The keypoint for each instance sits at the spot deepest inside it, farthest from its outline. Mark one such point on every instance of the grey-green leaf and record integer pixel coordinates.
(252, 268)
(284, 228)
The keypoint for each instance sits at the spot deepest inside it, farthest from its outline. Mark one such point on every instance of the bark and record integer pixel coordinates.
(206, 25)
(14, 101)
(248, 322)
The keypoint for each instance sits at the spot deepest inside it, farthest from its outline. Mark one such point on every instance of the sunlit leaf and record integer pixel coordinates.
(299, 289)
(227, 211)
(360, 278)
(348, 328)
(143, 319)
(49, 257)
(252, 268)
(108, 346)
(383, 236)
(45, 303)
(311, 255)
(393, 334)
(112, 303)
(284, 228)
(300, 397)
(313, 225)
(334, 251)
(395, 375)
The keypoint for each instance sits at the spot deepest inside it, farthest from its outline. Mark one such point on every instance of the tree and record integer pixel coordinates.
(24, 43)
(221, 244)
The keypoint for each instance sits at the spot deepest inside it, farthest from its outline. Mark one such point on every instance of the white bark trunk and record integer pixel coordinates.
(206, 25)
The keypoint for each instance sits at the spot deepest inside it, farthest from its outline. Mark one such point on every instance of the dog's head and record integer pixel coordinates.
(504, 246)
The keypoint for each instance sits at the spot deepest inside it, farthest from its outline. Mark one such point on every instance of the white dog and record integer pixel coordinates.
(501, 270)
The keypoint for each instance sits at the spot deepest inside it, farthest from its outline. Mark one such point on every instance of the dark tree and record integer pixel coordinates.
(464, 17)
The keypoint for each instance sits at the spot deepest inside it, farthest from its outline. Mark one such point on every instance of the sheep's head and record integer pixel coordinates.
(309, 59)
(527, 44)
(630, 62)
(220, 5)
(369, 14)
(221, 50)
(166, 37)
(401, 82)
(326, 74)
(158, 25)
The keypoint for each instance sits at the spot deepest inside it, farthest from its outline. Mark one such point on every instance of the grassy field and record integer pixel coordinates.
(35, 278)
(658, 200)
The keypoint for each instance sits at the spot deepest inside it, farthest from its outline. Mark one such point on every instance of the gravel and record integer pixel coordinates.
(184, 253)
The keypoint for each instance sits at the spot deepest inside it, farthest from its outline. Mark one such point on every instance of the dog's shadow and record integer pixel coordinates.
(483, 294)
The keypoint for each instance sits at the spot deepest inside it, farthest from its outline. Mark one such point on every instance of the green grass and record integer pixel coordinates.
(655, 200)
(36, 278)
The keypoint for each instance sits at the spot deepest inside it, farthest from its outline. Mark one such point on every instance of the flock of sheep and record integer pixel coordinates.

▶ _EXERCISE OBJECTIVE_: Write out, unchanged, everything in the listing above from the line containing "grass and record integer pixel coordinates." down to the end of the listing.

▶ _WRITTEN SOLUTION_:
The keypoint for each instance sits at the spot deepest inside it, farthest from its outline. Mark one such point on every instance of the green grass and record integer pixel coordinates.
(655, 200)
(36, 278)
The keypoint for each instance sits at the spot deepest inside it, farthest from its outline. Mark one such point on every instance of the flock of sheep and record integer pixel coordinates.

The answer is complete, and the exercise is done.